*EXERCISE DIRECTIONS*:
Copy out every line of the listing below without changing a single character.

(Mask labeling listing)
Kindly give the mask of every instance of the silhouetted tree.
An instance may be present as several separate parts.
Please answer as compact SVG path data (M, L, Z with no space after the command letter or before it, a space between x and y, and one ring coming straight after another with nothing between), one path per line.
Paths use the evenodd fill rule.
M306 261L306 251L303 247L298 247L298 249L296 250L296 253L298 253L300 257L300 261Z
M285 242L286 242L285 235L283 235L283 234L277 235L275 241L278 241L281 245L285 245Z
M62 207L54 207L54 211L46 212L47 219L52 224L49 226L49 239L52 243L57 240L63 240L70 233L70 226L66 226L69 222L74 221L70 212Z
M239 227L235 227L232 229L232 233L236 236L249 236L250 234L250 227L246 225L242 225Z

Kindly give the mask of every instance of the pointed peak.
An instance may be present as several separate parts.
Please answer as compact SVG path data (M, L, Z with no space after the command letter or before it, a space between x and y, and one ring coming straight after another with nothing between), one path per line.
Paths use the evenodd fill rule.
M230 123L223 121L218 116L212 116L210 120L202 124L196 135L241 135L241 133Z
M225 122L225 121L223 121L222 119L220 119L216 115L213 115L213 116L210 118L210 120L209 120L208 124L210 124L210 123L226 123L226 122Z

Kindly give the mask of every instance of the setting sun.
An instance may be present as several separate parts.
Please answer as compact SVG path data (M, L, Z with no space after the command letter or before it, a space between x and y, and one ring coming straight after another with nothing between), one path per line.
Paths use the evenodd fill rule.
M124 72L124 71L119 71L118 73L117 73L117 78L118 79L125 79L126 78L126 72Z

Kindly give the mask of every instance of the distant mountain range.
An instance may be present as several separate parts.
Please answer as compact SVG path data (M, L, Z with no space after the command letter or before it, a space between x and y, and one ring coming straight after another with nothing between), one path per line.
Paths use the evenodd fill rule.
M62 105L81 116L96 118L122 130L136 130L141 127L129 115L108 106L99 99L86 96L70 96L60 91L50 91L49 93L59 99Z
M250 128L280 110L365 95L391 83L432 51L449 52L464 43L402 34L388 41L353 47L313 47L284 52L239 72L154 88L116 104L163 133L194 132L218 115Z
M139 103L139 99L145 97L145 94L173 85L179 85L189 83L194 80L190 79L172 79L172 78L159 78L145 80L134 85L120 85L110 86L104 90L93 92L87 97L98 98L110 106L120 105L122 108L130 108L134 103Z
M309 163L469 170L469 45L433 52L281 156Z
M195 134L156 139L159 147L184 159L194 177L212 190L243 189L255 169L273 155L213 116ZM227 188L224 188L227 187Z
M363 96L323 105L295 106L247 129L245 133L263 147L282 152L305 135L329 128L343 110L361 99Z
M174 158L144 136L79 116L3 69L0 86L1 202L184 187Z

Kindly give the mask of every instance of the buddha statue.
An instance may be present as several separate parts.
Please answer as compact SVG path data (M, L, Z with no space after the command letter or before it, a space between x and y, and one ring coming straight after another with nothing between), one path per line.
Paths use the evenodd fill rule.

*EXERCISE SOLUTION*:
Kindly give the mask of every instance of the silhouetted tree.
An instance may be present as several separate parts.
Please answer as compact SVG path data (M, L, Z with no space after the command letter or before it, a space between x and y, and one ring coming straight after another with nothing between), one path per line.
Paths use the evenodd fill rule.
M306 261L306 251L303 247L298 247L298 249L296 250L296 253L298 253L300 257L300 261Z
M285 242L286 242L285 235L283 235L283 234L277 235L275 241L278 241L281 245L285 245Z
M62 207L54 207L54 211L46 212L47 219L52 224L49 226L49 239L52 243L57 240L63 240L70 233L70 226L66 226L69 222L74 221L70 212Z
M239 227L235 227L232 229L232 233L236 236L249 236L250 234L250 227L246 225L242 225Z

Kindly give the mask of every instance of the pointed peak.
An instance may be present as several separate parts.
Please answer as compact SVG path data (M, L, Z with no space after the command letter or before it, a space between x and y, and one ring coming straight after another with nothing between), one path per line.
Paths use the evenodd fill rule.
M230 123L223 121L218 116L212 116L210 120L202 124L196 135L241 135L241 133Z
M225 122L225 121L223 121L222 119L220 119L216 115L213 115L213 116L210 118L210 120L209 120L208 124L210 124L210 123L226 123L226 122Z

Kindly give the mask of every instance of the setting sun.
An instance may be present as several separate parts.
Please answer as compact SVG path data (M, L, Z with no space after the command letter or before it, a space between x and y, and one ring coming straight after another with nothing between), one path per line.
Paths use the evenodd fill rule.
M124 72L124 71L119 71L118 73L117 73L117 78L118 79L125 79L126 78L126 72Z

Kindly give the mask of every instance of the distant mountain range.
An instance may be present as several separate parts.
Please answer as compact SVG path data (M, L, Z with no space after the command letter or before it, a space between x and y, and one ring coming straight after another with nothing between), one path per line.
Paths use the evenodd fill rule.
M62 105L81 116L96 118L122 130L136 130L141 127L129 115L108 106L99 99L86 96L70 96L60 91L50 91L49 93L59 99Z
M250 128L280 110L365 95L391 83L432 51L449 52L464 43L402 34L388 41L353 47L313 47L284 52L239 72L154 88L116 104L163 133L194 132L218 115Z
M139 103L139 99L145 97L145 94L173 85L179 85L189 83L194 80L190 79L172 79L172 78L159 78L145 80L134 85L120 85L110 86L104 90L93 92L87 97L98 98L110 106L120 105L122 108L130 108L134 103Z
M309 163L469 170L469 45L433 52L281 156Z
M195 134L156 139L159 147L184 159L194 177L212 190L243 189L255 169L273 155L213 116ZM227 188L224 188L227 187Z
M363 96L323 105L295 106L247 129L245 133L263 147L282 152L305 135L329 128L343 110L361 99Z
M174 158L144 136L79 116L3 69L0 86L1 202L184 187Z

Kindly give the mask of every instance of the buddha statue.
An instance may be present as several separate parts.
Please answer as compact SVG path data (M, L, Z with no space after the command letter or before it, a space between x and y, and one ring coming straight after another with nothing between), one path per line.
Paths use the evenodd fill rule.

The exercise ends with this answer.